— Start —

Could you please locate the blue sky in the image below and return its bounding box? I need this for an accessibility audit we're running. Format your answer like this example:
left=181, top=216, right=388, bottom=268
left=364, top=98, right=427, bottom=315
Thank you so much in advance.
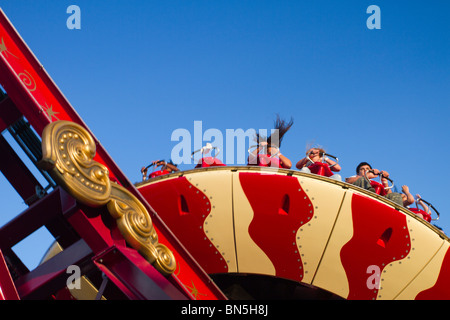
left=0, top=0, right=450, bottom=266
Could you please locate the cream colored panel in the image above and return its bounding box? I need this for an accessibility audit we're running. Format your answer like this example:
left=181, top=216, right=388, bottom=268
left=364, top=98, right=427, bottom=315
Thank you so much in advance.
left=395, top=236, right=450, bottom=300
left=297, top=177, right=345, bottom=283
left=233, top=172, right=275, bottom=275
left=377, top=216, right=444, bottom=300
left=312, top=191, right=353, bottom=298
left=186, top=170, right=237, bottom=272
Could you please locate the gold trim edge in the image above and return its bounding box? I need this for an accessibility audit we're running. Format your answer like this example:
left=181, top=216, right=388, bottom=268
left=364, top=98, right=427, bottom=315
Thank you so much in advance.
left=38, top=120, right=176, bottom=275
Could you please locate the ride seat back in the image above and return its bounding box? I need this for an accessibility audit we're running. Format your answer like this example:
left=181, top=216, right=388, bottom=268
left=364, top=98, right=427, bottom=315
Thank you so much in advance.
left=409, top=208, right=431, bottom=222
left=195, top=157, right=226, bottom=168
left=150, top=170, right=170, bottom=178
left=370, top=180, right=387, bottom=196
left=308, top=162, right=333, bottom=177
left=248, top=154, right=281, bottom=168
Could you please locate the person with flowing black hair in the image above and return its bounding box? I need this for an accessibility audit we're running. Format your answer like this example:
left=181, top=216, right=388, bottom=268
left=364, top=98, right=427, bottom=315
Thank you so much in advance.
left=248, top=114, right=294, bottom=169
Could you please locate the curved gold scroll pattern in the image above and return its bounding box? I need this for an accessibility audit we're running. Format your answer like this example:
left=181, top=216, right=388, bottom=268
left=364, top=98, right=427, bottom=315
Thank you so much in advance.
left=39, top=120, right=176, bottom=275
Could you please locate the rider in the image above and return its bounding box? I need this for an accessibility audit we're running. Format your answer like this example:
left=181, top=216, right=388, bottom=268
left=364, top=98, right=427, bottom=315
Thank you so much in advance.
left=248, top=115, right=294, bottom=169
left=295, top=147, right=342, bottom=181
left=345, top=162, right=403, bottom=206
left=141, top=160, right=180, bottom=180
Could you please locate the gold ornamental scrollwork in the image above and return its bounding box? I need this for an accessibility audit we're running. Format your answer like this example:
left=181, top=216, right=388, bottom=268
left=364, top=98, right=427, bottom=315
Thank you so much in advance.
left=39, top=120, right=176, bottom=275
left=39, top=121, right=111, bottom=207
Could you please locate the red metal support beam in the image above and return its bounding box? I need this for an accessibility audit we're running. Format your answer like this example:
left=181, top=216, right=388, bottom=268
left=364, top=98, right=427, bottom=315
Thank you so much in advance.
left=0, top=250, right=19, bottom=300
left=0, top=9, right=226, bottom=299
left=0, top=135, right=42, bottom=205
left=0, top=97, right=22, bottom=132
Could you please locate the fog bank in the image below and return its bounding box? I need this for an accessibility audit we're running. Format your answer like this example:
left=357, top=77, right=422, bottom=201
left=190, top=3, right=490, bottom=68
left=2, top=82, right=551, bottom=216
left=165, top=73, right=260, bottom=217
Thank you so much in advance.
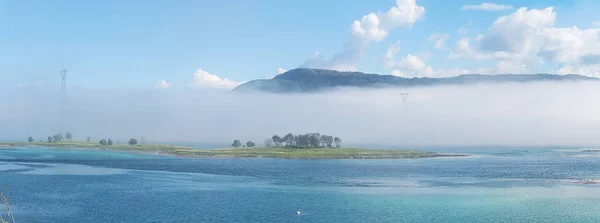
left=0, top=82, right=600, bottom=146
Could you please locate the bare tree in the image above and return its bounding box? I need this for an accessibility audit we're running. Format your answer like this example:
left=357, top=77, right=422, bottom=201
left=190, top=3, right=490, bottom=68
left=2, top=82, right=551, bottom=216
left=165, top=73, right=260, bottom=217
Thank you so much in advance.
left=333, top=137, right=342, bottom=148
left=265, top=139, right=273, bottom=146
left=0, top=187, right=15, bottom=223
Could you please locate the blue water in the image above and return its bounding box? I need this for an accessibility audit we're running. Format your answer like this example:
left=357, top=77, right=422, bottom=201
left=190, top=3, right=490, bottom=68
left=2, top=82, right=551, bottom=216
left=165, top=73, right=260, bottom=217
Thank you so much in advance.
left=0, top=147, right=600, bottom=223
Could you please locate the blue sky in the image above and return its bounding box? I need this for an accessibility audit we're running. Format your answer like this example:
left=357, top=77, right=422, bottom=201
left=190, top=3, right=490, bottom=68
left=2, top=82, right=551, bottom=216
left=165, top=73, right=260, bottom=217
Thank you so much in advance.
left=0, top=0, right=600, bottom=88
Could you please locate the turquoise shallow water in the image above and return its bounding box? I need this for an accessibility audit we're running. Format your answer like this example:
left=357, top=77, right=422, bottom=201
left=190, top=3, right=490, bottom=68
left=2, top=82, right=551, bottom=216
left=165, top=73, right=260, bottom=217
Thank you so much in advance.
left=0, top=147, right=600, bottom=222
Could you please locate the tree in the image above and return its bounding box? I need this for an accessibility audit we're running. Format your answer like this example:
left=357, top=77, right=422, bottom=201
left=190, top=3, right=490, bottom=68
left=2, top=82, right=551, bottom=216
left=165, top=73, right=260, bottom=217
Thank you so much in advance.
left=308, top=133, right=321, bottom=148
left=319, top=135, right=327, bottom=147
left=325, top=136, right=341, bottom=148
left=333, top=137, right=342, bottom=148
left=271, top=135, right=282, bottom=146
left=283, top=133, right=294, bottom=147
left=295, top=134, right=310, bottom=148
left=265, top=139, right=273, bottom=147
left=231, top=139, right=242, bottom=148
left=52, top=133, right=64, bottom=142
left=0, top=186, right=15, bottom=223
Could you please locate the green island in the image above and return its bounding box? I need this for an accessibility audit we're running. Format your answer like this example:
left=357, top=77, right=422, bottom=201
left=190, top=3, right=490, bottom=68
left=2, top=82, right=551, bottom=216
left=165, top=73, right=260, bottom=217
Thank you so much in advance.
left=0, top=132, right=466, bottom=159
left=0, top=141, right=465, bottom=159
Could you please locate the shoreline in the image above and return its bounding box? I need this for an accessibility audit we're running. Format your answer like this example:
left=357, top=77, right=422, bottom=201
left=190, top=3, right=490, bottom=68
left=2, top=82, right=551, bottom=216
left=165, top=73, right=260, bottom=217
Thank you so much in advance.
left=0, top=141, right=469, bottom=159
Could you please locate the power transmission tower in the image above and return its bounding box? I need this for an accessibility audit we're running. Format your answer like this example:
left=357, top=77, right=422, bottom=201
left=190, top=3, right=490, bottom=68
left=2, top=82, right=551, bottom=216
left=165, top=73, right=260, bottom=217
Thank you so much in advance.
left=60, top=68, right=67, bottom=97
left=59, top=68, right=67, bottom=132
left=400, top=93, right=408, bottom=101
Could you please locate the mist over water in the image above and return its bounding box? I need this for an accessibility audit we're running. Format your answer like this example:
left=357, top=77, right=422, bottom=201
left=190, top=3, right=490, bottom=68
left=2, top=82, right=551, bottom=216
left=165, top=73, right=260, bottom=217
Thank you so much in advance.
left=0, top=82, right=600, bottom=146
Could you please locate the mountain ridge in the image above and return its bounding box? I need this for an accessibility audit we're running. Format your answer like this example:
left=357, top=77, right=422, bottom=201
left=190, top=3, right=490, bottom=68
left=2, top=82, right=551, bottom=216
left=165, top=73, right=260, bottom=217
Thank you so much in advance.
left=233, top=68, right=600, bottom=93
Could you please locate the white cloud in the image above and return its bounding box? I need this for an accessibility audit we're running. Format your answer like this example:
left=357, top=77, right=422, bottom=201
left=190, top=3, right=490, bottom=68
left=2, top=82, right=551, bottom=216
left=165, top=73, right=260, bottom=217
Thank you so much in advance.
left=350, top=0, right=425, bottom=42
left=277, top=68, right=287, bottom=74
left=427, top=34, right=450, bottom=50
left=190, top=69, right=241, bottom=89
left=396, top=54, right=434, bottom=77
left=382, top=41, right=400, bottom=68
left=300, top=0, right=425, bottom=71
left=456, top=21, right=473, bottom=36
left=460, top=2, right=513, bottom=11
left=156, top=80, right=173, bottom=89
left=448, top=7, right=600, bottom=75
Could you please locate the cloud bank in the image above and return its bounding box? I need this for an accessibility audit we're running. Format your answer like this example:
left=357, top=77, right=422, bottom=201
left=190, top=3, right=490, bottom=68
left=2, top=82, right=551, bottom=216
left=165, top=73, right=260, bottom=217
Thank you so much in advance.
left=300, top=0, right=425, bottom=71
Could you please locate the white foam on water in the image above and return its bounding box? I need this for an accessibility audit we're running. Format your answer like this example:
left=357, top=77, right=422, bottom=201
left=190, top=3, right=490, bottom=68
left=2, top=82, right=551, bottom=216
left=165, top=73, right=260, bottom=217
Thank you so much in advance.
left=0, top=163, right=30, bottom=171
left=22, top=164, right=128, bottom=175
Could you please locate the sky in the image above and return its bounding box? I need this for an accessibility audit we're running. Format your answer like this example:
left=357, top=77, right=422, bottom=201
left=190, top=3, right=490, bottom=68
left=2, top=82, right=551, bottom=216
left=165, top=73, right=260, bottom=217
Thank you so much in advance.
left=0, top=0, right=600, bottom=89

— End —

§ **Written task**:
Locate every line in the listing above that contains the word "foam" and copy each of those lines in full. Only matches with the same capitalization count.

§ **Written solution**:
Could you please locate the white foam on water in the image above and return its bounding box? I need this for an accessibility audit we're running. Format your answer like this example:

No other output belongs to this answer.